EXERCICE A
Dans l'extrait sur la Lancia Florida ci-dessous, réécrivez sous forme de liste le paragraphe qui commence par « La Florida se base sur ». Gardez ses faits principaux.

EXTRAIT DU TEXTE
Au salon de Turin de 1955, Pinin Farina présente la hors-série Lancia Florida : une élégante et luxueuse berline aux lignes novatrices jetant les bases du design qui distinguera les Lancia successives.
En avril 1955, Giovanni Gronchi est élu Président de la République italienne et le même mois, le carrossier Battista Farina dit Pinin (« Giuseppino » en piémontais en raison de la ressemblance avec son père Giuseppe) présente au salon de Turin la hors-série Florida, une voiture innovante qui pose les bases stylistiques des futures Lancia. C’est le Président Gronchi qui en 1961 autorisera Battista à changer son nom en Pininfarina, le liant pour toujours à son célèbre surnom.
La Florida se base sur la mécanique sophistiquée de la Lancia Aurelia, avec un moteur avant V6, embrayage et traction à l’arrière, pour une répartition parfaite des poids. La voiture se distingue immédiatement par ses lignes résolument innovantes par rapport à la production contemporaine de Lancia. La Florida est une élégante berline qui atteint presque les cinq mètres de longueur, caractérisée par une grande calandre ovoïdale dans laquelle sont incorporés les phares. Pinin Farina rompt ainsi avec la tradition de la calandre en forme d’écusson, particularité de toutes les Lancia jusqu’à alors, pour proposer un nez horizontal qui influence le capot-moteur, bas et élancé.

EXERCICE B
Recopiez tel quel le passage de la liste ci-dessous qui va de son début jusqu'à la ligne contenant « negative clicks: (0, 183) », cette ligne comprise.

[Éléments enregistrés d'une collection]
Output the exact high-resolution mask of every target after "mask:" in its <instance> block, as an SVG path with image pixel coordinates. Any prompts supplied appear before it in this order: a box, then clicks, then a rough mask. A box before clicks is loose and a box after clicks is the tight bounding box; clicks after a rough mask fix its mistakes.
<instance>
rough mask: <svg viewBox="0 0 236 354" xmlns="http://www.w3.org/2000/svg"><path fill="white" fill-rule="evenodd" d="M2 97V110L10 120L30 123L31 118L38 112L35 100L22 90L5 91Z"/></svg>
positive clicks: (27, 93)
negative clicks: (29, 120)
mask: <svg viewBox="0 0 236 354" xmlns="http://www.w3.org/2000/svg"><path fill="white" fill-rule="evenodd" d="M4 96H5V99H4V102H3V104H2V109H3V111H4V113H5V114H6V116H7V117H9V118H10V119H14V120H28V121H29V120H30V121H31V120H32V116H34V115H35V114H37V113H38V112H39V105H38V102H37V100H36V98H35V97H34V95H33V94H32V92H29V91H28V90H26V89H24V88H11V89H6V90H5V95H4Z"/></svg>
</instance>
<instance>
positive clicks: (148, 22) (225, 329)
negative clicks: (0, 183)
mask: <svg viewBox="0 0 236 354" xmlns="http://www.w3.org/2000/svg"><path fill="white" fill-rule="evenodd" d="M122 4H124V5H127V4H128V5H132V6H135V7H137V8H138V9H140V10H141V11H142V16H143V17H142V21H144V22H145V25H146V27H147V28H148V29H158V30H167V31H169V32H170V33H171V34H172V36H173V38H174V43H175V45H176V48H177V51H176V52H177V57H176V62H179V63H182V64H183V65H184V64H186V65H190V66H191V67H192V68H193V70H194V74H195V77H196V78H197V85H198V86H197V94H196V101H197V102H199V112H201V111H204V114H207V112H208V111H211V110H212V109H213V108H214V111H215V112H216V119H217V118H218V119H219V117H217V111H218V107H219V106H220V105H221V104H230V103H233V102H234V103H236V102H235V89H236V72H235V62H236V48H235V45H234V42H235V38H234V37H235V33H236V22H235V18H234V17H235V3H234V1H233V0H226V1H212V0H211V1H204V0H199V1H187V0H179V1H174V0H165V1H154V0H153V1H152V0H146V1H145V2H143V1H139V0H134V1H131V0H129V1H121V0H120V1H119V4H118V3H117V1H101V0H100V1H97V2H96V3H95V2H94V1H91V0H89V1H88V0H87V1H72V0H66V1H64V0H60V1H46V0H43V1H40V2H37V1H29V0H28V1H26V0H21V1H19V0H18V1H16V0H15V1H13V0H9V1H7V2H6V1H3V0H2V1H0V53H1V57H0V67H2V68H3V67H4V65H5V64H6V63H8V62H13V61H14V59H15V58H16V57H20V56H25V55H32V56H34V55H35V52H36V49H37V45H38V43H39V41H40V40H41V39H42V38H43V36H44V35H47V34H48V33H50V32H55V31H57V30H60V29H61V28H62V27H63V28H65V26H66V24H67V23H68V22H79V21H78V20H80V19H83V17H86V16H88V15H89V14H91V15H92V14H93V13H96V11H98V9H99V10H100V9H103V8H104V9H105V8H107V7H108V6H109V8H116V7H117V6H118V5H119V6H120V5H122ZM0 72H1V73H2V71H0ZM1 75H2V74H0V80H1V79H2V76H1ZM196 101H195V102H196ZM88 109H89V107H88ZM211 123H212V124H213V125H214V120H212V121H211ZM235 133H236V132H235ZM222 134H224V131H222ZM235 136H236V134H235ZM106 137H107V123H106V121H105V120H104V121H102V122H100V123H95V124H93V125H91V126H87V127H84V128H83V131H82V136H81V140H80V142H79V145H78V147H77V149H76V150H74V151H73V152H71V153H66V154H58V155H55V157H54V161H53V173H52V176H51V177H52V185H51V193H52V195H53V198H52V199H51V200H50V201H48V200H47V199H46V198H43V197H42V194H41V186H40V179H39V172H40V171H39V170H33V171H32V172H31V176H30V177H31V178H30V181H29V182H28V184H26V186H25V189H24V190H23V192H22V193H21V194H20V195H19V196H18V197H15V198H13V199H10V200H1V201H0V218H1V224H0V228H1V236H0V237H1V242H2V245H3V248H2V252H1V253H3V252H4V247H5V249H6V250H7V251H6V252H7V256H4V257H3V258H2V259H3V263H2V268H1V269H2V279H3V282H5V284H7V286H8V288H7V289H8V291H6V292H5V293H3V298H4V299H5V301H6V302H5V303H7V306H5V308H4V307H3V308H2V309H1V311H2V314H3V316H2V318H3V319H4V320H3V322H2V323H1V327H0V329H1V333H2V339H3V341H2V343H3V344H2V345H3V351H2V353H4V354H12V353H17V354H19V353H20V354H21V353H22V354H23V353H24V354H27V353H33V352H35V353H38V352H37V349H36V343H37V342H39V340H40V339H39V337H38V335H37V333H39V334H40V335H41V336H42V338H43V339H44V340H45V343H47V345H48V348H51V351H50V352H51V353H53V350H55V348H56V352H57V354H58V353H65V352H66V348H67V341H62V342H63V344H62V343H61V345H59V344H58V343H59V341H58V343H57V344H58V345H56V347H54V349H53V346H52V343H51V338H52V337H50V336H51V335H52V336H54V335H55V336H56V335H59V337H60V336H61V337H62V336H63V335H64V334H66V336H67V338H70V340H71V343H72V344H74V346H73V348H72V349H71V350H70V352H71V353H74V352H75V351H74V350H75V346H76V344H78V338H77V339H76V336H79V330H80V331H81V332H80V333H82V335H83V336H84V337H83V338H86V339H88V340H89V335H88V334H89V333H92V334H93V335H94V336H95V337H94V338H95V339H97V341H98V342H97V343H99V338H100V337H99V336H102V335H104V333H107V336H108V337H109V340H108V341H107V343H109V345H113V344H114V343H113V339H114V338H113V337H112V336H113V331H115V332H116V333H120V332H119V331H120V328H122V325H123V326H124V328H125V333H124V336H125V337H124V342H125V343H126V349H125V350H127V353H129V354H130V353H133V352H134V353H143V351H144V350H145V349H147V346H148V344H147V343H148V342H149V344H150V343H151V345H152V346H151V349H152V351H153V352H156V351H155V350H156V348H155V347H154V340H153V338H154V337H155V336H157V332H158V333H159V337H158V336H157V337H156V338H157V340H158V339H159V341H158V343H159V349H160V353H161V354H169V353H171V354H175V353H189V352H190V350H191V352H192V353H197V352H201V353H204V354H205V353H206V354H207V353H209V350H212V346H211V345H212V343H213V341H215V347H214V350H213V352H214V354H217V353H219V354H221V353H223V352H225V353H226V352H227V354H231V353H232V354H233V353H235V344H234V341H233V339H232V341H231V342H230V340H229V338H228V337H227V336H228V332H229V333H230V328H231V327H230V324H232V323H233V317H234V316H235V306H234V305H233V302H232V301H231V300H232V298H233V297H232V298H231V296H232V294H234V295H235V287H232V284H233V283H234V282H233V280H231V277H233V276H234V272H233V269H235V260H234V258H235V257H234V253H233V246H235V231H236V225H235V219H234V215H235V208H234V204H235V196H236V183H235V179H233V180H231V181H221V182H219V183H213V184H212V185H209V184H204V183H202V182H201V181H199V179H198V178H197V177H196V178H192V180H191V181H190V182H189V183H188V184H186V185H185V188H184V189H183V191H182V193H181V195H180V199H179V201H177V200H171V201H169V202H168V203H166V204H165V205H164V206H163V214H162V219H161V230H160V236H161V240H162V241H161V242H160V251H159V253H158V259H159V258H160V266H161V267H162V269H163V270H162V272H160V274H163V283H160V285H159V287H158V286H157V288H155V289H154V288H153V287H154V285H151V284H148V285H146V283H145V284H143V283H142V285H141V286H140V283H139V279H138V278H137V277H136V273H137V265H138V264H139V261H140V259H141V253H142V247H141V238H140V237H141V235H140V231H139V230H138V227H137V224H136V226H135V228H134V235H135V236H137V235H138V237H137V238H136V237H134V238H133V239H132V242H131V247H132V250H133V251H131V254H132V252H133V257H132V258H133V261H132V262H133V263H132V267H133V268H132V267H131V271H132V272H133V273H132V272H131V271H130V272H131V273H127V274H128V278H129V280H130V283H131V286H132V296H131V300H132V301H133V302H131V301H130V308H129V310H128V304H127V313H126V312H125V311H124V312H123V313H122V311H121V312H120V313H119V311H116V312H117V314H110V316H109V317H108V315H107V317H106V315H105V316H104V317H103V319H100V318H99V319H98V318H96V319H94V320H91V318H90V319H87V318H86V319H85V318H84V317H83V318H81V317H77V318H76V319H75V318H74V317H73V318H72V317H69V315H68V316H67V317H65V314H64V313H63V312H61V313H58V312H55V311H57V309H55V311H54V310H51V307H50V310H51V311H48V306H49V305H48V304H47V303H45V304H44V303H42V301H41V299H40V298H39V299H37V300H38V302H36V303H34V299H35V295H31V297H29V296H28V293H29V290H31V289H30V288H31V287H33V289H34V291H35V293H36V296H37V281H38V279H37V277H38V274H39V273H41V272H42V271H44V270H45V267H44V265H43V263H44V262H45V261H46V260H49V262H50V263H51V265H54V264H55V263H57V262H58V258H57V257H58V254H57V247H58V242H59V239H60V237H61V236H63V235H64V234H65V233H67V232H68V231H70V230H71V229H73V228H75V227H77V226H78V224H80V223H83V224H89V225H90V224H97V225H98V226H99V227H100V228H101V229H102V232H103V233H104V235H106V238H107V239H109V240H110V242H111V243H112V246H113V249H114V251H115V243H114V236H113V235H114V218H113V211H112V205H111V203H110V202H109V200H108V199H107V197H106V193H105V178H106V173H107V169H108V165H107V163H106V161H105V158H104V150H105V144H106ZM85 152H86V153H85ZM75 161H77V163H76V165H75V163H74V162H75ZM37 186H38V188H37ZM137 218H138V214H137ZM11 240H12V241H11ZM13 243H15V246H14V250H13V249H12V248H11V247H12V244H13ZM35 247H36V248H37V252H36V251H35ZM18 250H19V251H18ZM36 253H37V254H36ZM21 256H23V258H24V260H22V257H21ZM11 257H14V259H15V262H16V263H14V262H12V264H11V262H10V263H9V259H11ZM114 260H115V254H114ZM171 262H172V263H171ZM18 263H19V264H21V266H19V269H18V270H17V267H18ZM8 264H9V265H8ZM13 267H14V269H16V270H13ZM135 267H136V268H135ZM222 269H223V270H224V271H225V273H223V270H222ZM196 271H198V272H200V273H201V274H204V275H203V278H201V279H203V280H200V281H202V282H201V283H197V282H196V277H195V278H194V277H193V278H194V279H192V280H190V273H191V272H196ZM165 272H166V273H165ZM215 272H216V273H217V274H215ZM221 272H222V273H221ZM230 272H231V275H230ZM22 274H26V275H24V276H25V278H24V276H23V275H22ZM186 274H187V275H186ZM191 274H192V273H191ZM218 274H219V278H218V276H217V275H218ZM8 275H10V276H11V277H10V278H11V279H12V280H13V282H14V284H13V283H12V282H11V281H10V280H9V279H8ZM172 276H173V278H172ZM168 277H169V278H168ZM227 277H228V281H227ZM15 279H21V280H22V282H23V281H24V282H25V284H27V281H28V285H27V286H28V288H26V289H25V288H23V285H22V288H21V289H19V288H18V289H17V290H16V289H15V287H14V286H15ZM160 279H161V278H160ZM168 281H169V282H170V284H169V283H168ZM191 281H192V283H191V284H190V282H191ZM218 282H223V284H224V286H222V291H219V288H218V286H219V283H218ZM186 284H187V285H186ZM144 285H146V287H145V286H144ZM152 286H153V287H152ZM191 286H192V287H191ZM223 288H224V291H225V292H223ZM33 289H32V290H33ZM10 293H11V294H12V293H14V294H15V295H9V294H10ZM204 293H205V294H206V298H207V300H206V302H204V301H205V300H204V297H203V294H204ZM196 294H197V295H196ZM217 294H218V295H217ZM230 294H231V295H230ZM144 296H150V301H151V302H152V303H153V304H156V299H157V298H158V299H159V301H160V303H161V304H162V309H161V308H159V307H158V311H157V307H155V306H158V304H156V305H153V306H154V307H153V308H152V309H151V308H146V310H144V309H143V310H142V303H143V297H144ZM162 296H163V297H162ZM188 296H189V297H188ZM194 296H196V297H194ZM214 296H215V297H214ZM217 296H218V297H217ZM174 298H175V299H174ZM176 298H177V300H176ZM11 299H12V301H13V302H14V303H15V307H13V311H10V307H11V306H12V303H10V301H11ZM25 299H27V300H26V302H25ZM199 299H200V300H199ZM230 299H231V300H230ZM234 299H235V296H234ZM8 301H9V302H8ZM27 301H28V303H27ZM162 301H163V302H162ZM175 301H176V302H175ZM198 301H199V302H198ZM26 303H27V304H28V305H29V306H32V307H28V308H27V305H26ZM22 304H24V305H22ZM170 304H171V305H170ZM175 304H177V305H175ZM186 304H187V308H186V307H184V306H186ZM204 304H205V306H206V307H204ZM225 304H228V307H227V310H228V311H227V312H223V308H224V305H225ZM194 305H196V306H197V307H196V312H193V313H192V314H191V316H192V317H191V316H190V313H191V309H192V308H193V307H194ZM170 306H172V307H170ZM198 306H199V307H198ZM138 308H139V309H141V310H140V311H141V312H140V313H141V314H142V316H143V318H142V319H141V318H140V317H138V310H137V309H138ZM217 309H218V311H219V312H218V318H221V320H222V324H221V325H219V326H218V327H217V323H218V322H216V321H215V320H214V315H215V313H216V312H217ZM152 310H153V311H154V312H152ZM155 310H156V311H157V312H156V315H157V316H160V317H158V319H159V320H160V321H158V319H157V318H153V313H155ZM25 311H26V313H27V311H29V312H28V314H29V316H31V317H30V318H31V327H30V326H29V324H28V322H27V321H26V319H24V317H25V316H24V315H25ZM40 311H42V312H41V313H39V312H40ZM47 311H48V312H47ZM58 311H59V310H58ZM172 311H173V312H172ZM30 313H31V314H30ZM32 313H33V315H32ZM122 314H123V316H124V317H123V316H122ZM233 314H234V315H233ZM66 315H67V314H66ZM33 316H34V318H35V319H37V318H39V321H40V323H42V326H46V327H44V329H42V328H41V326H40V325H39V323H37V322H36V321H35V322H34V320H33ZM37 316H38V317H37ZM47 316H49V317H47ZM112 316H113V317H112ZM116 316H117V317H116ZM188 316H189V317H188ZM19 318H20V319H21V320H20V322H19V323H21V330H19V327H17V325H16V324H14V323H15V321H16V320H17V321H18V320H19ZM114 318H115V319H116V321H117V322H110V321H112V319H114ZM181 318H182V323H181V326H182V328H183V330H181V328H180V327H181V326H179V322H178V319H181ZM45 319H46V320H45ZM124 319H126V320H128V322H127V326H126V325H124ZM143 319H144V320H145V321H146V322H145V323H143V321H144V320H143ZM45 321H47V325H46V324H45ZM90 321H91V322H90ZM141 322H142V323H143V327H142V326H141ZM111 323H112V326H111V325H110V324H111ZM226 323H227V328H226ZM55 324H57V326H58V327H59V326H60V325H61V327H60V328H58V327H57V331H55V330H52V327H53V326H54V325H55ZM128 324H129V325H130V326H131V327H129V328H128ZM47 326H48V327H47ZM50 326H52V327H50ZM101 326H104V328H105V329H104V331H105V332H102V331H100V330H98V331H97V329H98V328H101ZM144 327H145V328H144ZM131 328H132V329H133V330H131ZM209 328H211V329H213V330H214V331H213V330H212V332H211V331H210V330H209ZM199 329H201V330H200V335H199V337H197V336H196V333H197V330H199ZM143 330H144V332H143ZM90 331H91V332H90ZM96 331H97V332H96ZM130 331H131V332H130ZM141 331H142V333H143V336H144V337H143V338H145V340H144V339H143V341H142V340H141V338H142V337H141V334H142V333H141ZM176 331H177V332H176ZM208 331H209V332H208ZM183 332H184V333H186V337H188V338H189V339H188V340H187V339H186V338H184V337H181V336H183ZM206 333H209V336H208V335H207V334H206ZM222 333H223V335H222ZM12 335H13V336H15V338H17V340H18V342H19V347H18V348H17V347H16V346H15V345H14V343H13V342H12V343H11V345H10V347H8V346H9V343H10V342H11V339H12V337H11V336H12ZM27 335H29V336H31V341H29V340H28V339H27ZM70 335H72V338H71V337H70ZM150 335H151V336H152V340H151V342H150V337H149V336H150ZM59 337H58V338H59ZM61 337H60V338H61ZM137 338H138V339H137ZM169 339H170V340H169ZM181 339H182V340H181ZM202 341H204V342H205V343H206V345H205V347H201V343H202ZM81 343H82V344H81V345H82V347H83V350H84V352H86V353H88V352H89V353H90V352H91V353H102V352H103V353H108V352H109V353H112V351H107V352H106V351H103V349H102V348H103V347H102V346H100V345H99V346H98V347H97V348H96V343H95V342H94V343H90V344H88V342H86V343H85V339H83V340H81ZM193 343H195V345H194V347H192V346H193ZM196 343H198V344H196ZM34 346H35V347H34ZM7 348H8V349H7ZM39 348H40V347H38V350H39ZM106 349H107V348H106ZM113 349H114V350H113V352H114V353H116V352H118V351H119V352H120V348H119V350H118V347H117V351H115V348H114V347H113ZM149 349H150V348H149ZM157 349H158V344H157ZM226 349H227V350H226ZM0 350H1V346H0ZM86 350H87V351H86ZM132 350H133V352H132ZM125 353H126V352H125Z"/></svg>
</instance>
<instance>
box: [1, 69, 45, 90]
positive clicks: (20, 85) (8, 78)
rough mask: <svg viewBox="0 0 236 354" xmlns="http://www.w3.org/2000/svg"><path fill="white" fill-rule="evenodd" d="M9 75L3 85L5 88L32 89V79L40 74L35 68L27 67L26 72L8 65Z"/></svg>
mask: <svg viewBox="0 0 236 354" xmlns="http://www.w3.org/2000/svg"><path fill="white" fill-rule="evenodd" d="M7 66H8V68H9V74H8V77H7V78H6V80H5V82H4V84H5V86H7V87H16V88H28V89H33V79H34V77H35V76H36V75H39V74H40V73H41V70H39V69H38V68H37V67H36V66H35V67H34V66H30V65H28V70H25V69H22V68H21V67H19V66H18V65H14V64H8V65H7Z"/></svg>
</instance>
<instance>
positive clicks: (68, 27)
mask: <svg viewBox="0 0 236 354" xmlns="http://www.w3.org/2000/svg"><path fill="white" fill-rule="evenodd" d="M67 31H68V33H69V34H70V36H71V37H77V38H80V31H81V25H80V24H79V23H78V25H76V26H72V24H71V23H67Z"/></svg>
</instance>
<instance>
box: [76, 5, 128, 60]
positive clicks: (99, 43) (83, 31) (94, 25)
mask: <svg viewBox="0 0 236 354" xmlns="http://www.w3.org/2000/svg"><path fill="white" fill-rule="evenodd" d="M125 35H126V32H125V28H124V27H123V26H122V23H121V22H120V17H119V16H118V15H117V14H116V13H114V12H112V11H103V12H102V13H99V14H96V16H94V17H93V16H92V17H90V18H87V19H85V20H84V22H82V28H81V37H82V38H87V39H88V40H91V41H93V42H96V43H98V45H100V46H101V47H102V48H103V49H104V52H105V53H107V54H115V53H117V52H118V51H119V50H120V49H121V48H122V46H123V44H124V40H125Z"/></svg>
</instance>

RÉPONSE RÉDIGÉE A
- Mécanique reprise de la Lancia Aurelia : moteur V6 à l'avant, embrayage et traction à l'arrière, pour une répartition parfaite des poids.
- Lignes résolument innovantes par rapport à la production Lancia de l'époque.
- Berline élégante de près de cinq mètres de long.
- Grande calandre ovoïdale intégrant les phares.
- Abandon de la calandre en écusson, propre à toutes les Lancia jusque-là, au profit d'un nez horizontal qui influence le capot-moteur, bas et élancé.

RÉPONSE RÉDIGÉE B
Output the exact high-resolution mask of every target after "mask:" in its <instance> block, as an SVG path with image pixel coordinates. Any prompts supplied appear before it in this order: a box, then clicks, then a rough mask. A box before clicks is loose and a box after clicks is the tight bounding box; clicks after a rough mask fix its mistakes.
<instance>
rough mask: <svg viewBox="0 0 236 354" xmlns="http://www.w3.org/2000/svg"><path fill="white" fill-rule="evenodd" d="M2 97V110L10 120L30 123L31 118L38 112L35 100L22 90L5 91Z"/></svg>
positive clicks: (27, 93)
negative clicks: (29, 120)
mask: <svg viewBox="0 0 236 354" xmlns="http://www.w3.org/2000/svg"><path fill="white" fill-rule="evenodd" d="M4 96H5V99H4V102H3V104H2V109H3V111H4V113H5V114H6V116H7V117H9V118H10V119H14V120H28V121H29V120H30V121H31V120H32V116H34V115H35V114H37V113H38V112H39V105H38V102H37V100H36V98H35V97H34V95H33V94H32V92H29V91H28V90H26V89H24V88H11V89H6V90H5V95H4Z"/></svg>
</instance>
<instance>
positive clicks: (148, 22) (225, 329)
negative clicks: (0, 183)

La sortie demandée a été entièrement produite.